_Goal_. Pick out every line in the listing below that contains the word "windshield" and copy each one in full.

_Supplied data_.
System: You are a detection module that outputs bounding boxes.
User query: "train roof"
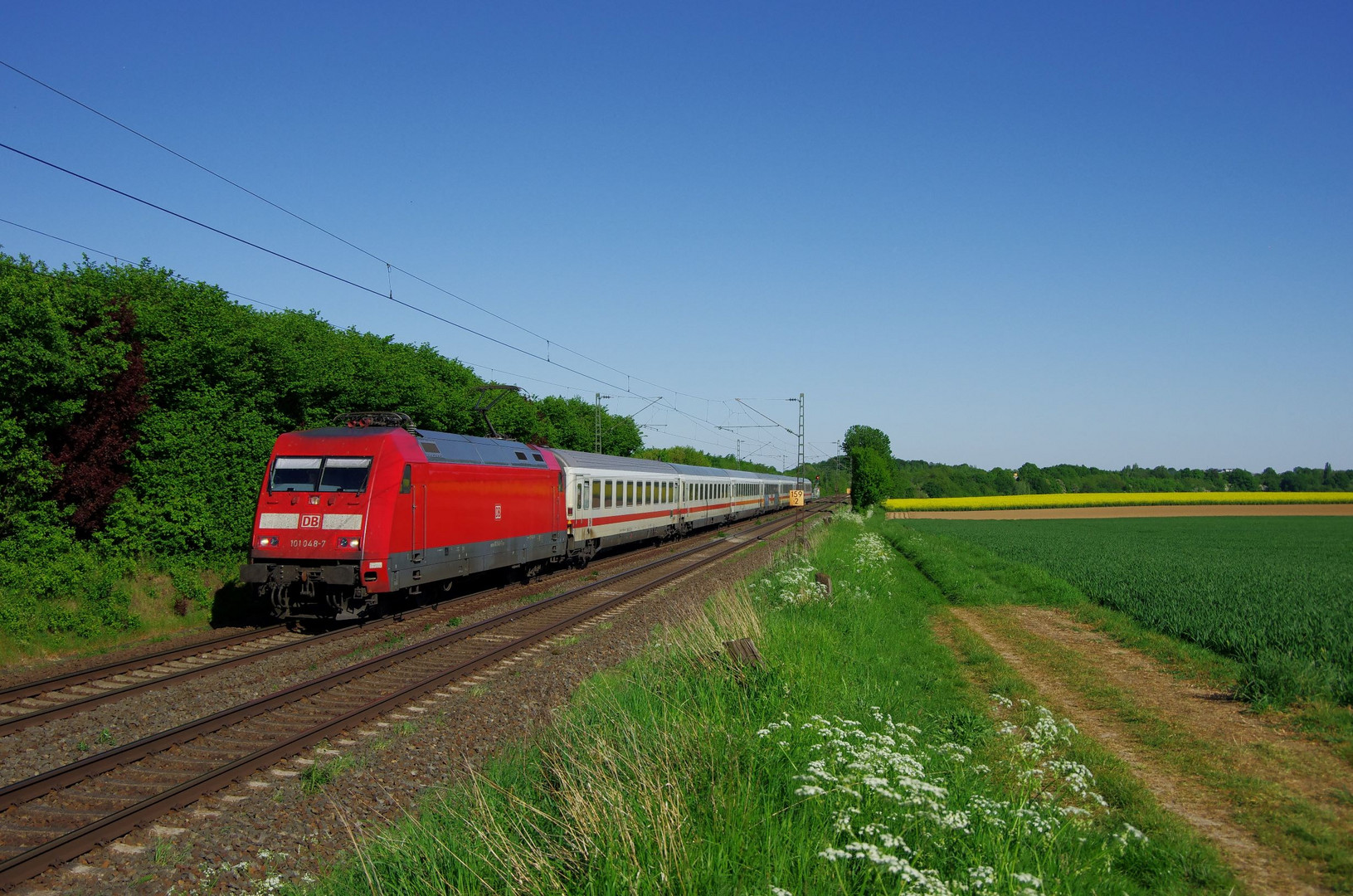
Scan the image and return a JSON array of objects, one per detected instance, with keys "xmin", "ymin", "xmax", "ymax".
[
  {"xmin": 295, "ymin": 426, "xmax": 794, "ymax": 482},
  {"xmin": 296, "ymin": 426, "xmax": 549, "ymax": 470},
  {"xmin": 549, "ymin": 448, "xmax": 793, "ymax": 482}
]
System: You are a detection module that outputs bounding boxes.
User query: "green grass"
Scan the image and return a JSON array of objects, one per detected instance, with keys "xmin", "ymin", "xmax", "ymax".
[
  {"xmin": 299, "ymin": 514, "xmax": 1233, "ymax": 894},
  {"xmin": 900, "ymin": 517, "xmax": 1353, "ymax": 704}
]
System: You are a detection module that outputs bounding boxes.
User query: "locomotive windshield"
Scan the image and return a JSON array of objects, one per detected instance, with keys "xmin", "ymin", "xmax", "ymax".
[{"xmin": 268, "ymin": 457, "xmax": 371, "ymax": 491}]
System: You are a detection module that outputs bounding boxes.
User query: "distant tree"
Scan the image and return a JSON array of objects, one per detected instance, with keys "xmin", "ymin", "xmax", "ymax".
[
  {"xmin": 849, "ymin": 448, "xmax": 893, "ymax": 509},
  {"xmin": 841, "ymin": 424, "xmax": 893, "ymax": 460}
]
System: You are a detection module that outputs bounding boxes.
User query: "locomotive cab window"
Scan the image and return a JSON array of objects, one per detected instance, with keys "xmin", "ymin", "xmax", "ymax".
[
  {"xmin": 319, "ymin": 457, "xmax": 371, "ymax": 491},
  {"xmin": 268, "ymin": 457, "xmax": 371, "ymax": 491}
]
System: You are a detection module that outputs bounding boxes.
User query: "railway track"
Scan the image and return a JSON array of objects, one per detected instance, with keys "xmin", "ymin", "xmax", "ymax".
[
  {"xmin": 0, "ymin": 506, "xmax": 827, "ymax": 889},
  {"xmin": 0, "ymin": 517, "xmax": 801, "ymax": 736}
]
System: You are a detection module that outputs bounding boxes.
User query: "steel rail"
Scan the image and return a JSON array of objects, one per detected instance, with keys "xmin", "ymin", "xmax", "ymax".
---
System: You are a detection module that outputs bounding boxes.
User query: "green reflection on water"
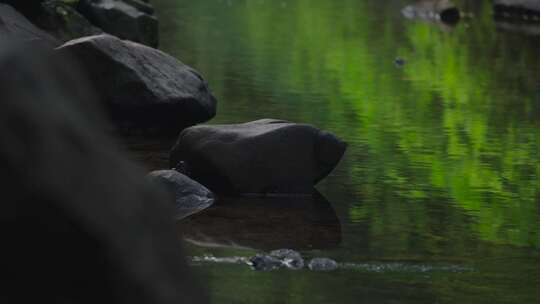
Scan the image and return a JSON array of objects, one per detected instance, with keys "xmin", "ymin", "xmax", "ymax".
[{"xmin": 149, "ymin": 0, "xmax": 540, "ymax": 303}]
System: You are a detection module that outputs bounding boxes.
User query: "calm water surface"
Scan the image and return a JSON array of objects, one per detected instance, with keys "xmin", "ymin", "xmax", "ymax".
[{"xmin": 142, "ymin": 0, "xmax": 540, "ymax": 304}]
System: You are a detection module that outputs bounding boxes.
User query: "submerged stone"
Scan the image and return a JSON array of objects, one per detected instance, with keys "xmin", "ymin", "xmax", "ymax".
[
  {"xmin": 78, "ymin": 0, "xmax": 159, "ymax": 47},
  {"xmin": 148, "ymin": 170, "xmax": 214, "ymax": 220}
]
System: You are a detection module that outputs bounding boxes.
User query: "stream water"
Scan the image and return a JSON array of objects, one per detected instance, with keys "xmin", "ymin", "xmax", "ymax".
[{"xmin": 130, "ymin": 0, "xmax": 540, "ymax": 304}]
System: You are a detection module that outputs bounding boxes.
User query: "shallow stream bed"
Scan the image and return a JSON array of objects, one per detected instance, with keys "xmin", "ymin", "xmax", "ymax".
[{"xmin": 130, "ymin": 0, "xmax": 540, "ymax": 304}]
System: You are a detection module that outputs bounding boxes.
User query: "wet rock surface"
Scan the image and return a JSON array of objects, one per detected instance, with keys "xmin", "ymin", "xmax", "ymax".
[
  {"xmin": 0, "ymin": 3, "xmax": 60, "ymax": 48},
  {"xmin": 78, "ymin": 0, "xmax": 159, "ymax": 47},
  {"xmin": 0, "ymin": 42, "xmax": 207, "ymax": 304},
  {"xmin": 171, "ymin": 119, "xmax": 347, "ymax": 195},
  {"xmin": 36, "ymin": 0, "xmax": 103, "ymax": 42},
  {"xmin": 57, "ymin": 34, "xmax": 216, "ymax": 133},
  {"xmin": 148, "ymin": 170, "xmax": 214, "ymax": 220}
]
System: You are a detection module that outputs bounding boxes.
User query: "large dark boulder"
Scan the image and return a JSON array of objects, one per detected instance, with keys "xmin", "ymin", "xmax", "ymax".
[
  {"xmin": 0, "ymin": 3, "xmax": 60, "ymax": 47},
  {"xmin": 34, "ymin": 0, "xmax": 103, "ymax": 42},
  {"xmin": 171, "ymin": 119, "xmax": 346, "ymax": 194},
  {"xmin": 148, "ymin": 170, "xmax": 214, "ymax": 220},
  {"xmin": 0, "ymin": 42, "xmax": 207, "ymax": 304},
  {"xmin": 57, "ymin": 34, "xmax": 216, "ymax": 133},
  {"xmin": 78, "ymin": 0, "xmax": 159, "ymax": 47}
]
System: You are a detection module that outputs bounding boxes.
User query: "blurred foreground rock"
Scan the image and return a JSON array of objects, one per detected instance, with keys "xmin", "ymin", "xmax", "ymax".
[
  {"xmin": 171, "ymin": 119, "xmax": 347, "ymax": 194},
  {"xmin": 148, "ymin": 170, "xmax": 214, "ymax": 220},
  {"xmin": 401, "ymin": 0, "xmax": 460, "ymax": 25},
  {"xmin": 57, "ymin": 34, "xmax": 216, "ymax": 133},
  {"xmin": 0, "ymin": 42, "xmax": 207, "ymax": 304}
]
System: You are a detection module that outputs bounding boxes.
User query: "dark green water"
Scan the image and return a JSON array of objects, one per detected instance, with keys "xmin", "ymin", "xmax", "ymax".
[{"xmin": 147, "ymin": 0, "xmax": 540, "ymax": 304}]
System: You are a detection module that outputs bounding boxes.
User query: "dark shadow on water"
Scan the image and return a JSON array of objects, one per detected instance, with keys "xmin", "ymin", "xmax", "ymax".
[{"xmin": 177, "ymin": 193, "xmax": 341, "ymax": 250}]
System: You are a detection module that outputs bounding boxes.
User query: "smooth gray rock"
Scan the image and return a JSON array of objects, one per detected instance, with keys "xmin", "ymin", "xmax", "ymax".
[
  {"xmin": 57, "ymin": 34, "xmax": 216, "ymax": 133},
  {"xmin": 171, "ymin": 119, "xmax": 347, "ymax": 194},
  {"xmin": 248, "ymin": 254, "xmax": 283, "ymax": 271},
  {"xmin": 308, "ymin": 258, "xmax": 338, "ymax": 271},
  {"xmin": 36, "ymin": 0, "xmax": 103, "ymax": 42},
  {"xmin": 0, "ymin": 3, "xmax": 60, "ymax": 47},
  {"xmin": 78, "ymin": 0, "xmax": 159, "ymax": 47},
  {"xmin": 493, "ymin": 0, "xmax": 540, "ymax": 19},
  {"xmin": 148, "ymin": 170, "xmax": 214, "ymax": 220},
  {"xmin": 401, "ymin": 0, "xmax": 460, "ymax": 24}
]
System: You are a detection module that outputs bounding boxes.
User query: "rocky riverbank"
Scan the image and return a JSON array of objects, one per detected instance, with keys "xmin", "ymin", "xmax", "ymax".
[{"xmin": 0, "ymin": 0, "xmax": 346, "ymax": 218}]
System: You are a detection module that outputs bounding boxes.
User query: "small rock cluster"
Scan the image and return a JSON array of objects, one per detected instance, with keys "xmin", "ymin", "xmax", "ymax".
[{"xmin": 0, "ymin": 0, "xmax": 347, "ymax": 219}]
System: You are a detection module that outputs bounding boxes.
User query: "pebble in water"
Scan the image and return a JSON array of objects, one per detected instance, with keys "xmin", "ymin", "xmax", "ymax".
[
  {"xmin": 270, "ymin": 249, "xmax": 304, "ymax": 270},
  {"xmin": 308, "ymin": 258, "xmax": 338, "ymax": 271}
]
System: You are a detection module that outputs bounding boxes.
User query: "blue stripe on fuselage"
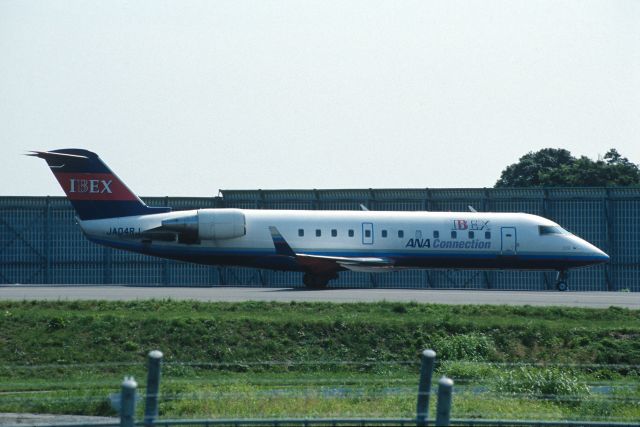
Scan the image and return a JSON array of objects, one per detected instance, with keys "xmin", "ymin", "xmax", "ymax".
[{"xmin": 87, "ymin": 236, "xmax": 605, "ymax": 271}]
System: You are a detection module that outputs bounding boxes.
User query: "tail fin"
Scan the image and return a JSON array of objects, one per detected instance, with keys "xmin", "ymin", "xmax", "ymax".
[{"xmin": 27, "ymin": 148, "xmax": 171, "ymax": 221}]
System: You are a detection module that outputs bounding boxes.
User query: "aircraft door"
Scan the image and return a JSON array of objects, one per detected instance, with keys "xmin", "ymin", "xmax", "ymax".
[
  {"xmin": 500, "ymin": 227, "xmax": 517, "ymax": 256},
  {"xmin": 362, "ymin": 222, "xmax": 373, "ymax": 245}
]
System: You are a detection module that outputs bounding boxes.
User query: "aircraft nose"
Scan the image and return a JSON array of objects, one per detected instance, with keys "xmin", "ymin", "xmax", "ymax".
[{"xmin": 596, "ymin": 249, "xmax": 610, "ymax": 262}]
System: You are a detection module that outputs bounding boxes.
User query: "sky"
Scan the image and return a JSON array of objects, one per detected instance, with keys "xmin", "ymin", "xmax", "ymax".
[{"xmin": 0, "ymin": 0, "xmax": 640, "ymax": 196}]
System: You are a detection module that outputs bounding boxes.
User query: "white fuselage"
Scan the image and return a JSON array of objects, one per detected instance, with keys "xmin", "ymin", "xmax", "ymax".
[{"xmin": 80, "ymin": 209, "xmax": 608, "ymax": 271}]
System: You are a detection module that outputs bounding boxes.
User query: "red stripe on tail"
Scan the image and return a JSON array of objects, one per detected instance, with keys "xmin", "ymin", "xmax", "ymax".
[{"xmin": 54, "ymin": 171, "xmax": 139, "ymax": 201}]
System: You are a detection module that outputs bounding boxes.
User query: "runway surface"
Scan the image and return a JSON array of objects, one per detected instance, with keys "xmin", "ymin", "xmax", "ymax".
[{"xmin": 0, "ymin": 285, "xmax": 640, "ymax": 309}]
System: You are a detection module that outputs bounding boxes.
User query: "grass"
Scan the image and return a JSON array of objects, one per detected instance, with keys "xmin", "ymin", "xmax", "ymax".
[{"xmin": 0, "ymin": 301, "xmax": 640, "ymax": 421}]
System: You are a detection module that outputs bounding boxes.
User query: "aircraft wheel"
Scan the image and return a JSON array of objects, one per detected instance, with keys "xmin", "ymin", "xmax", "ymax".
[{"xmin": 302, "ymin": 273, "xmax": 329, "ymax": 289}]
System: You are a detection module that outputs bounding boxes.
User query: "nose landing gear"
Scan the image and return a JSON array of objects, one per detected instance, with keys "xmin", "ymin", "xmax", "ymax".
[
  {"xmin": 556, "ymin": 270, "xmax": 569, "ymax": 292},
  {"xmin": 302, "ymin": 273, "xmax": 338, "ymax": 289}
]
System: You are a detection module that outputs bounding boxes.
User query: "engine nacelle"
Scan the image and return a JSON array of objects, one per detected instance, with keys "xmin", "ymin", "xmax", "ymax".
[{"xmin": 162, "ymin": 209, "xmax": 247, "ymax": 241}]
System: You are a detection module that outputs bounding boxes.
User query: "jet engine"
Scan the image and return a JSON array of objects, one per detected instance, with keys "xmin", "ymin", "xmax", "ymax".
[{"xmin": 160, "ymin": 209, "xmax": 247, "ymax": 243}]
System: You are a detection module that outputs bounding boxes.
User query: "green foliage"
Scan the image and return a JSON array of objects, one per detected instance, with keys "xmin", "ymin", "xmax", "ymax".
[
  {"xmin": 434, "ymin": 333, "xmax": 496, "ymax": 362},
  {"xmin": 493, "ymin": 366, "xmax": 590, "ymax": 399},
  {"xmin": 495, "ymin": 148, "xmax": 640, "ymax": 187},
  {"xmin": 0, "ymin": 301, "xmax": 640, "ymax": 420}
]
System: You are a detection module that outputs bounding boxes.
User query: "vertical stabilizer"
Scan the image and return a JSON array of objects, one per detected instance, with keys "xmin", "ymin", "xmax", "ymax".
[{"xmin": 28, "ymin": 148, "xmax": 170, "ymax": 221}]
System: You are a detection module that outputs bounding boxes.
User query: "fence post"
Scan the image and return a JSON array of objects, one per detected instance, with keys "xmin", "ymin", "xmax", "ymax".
---
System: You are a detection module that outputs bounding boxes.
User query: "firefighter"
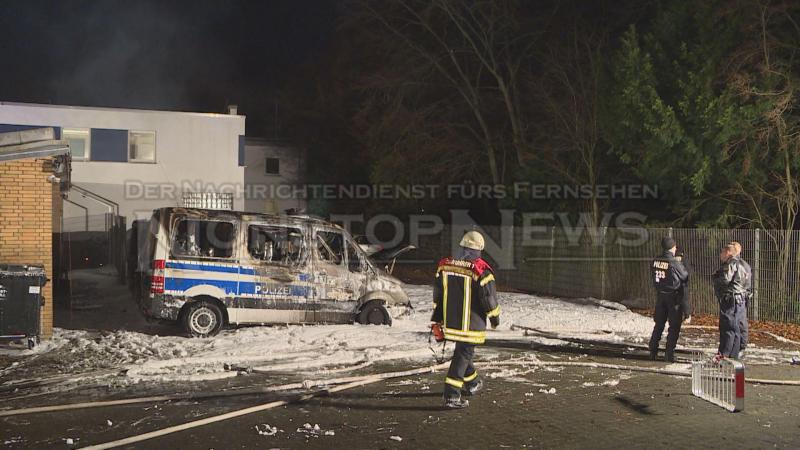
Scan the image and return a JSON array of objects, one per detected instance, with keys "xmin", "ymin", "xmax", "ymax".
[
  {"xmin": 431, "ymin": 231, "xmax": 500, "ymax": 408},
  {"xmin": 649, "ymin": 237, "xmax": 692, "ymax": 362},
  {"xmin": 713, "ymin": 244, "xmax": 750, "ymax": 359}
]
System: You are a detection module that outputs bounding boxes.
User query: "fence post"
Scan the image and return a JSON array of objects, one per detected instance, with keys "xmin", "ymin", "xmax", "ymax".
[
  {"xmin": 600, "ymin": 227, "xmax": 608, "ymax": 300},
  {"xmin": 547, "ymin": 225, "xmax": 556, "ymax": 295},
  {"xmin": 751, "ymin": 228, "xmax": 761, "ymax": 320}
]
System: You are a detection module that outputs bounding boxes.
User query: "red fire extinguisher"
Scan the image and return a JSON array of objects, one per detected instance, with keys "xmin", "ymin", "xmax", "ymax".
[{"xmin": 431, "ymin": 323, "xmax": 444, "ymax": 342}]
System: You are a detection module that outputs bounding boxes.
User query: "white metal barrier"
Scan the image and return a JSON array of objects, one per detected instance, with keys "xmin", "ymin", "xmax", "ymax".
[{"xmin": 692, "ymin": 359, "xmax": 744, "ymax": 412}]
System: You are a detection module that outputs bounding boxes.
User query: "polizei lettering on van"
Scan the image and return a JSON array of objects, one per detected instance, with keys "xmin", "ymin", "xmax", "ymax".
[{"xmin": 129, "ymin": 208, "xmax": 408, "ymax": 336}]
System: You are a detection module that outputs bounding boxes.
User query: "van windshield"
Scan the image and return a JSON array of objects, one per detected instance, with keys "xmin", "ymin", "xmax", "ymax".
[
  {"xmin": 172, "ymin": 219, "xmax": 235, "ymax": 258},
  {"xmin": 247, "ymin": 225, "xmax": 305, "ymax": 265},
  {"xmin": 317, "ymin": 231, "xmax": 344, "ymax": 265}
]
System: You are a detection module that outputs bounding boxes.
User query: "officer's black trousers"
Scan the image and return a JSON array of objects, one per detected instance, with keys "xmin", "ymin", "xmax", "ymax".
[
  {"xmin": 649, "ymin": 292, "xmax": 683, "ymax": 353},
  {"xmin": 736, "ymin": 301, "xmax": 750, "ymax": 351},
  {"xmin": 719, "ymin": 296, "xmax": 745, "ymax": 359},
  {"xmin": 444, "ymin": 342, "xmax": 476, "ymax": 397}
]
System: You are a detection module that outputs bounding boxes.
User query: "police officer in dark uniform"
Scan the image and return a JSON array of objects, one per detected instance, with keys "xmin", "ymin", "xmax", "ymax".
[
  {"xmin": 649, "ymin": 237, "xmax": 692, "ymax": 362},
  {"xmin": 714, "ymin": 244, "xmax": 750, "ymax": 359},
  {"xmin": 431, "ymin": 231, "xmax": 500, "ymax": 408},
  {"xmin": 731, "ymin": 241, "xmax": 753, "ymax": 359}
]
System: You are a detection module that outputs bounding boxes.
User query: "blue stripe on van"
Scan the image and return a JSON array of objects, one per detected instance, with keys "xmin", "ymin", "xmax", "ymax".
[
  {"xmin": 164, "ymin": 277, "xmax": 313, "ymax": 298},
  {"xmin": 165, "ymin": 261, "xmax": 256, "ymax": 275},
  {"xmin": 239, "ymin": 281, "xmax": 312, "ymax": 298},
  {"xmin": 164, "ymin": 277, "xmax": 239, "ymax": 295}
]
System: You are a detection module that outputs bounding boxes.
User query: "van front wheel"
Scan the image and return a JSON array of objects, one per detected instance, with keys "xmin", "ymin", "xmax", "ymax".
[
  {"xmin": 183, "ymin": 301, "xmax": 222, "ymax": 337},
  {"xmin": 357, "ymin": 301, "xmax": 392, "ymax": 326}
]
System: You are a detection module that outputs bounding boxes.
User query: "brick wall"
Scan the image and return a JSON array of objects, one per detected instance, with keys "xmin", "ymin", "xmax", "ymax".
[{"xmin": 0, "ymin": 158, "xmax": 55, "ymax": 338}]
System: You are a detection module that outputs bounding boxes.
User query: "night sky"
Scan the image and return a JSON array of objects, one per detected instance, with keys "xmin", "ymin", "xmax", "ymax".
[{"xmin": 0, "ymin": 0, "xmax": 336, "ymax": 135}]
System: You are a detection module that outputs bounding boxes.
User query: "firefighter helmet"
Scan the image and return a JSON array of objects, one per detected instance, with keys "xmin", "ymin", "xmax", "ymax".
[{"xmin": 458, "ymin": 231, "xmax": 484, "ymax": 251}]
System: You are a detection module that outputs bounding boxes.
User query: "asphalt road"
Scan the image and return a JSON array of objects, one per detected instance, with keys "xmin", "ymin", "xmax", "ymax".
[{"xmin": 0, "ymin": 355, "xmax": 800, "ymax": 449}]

_Expected answer_.
User query: "locomotive windshield"
User query: "van windshield"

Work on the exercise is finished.